** START DOCUMENT **

What a roller-coaster ride, and I knew Kripke would leave us angsting at the end. If he cliffhangers us after the next episode and leaves us with big pain, I'm going to have to hurt him. :(

God, the terrible irony of being all assy to your brother and then having him just taken from you without a trace. I'll bet Dean wishes he'd been a little nicer before Sam went into that Diner, huh?

I really liked the ghost-town, and the whole mythology behind that. Although the woods up behind it *koff-koff* are full of sword fern undergrowth that screams Pacific Northwest, and Kripke-- what're you paying that set person for, anyway?

I loved seeing Andy again-- I have such a weakness for him, so sweet and aimless. I was always underwhelmed with Ava (who seems to have really puffed up, which I noticed more because they repeated the 5'5" 108 lbs bio info, which just... no). Now I'm drawn back into my earlier question, which is whether the Demon killed Ava's boyfriend, or whether Ava did it herself. Hmmm.

Jake was awesome right up until... you know. Very solid character, and I like that he understood what Sam was feeling under the brave in-this-together surface he was throwing up. I DO love that the Demon was playing each of the kids off each other-- "Well, you're really my favorite. But don't tell the others..."

I got an enormous kick out of the YED this episode-- he was enjoying himself entirely, worthy of the "Devil as small-town sheriff" from American Gothic. I did like the interesting revelations-- that Mary might have recognized the Demon, that he looked more like John in that past incarnation, and how it is that he marked/altered the chosen children. Though the blood dripping into the baby's mouth was just creepy and entirely sickening.

** END DOCUMENT **
** START ENTRIES PROVIDED **

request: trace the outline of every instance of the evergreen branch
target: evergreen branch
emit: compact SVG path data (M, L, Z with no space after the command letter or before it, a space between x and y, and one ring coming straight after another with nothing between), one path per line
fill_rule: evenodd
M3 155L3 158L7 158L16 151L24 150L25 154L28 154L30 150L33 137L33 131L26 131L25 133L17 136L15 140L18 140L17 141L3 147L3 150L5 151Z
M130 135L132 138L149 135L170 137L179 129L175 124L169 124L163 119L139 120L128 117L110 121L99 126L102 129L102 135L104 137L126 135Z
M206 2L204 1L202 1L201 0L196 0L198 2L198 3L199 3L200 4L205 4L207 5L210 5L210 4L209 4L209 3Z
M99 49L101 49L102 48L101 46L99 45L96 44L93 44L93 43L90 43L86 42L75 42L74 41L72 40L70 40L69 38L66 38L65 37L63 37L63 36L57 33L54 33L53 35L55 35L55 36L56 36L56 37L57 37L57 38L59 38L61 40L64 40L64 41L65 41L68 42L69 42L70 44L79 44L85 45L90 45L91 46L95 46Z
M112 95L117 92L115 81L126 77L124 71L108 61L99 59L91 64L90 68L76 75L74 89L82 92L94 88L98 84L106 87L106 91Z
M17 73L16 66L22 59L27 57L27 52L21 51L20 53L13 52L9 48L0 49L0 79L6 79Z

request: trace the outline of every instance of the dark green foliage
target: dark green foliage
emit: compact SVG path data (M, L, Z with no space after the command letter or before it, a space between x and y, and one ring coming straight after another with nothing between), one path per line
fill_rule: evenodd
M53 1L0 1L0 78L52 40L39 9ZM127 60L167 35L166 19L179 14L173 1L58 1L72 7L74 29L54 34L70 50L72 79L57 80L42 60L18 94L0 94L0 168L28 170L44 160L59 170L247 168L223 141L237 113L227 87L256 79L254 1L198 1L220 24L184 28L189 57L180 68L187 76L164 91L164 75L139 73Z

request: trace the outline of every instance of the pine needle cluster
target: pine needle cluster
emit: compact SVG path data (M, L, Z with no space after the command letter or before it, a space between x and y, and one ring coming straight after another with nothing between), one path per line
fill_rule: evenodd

** END ENTRIES PROVIDED **

- _TASKS TO CARRY OUT_
1 - Answer these questions from the episode commentary:
(a) Which character does the writer admit to having a weakness for?
(b) What undergrowth fills the woods behind the ghost town?
(c) What bio information about Ava was repeated?
2 - Resume the episode commentary after its final sentence, keeping the writer's voice.

- _SOLVED TASKS_
1 -
(a) Andy
(b) Sword fern
(c) 5'5" and 108 lbs

2 -
Aw the hell with this-- let's get to the angst.

Sam's missing Dean and those reassurances just killed me. Part of him still wants that magical big-brother protection to be real, and even if it proves not to be he wants Dean there and he wants the illusion at least of that magical protection. His face, when Dean was finally there... such joy and relief. If only he'd gotten to keep that longer.

I loved beyond all measure Dean's attempts to convince Sam that the wound wasn't that bad. Not so much self-denial, just the desire for Sam to be less scared, the way an awesome parent or big-brother would do. I still want a mutual hug, though, in part because we know that Dean adores Sam already but doesn't really let Sam love him back (and continues to angst forever over how much Sam actually does). But I will take this for now-- Dean's hands stroking Sam's face and hair, reassuring him and cherishing him, were like the antidote for all of Early Season 2. And the desperation in his touch, the way he clung to Sam-- like he was clinging to hope all at the same time-- was just perfect.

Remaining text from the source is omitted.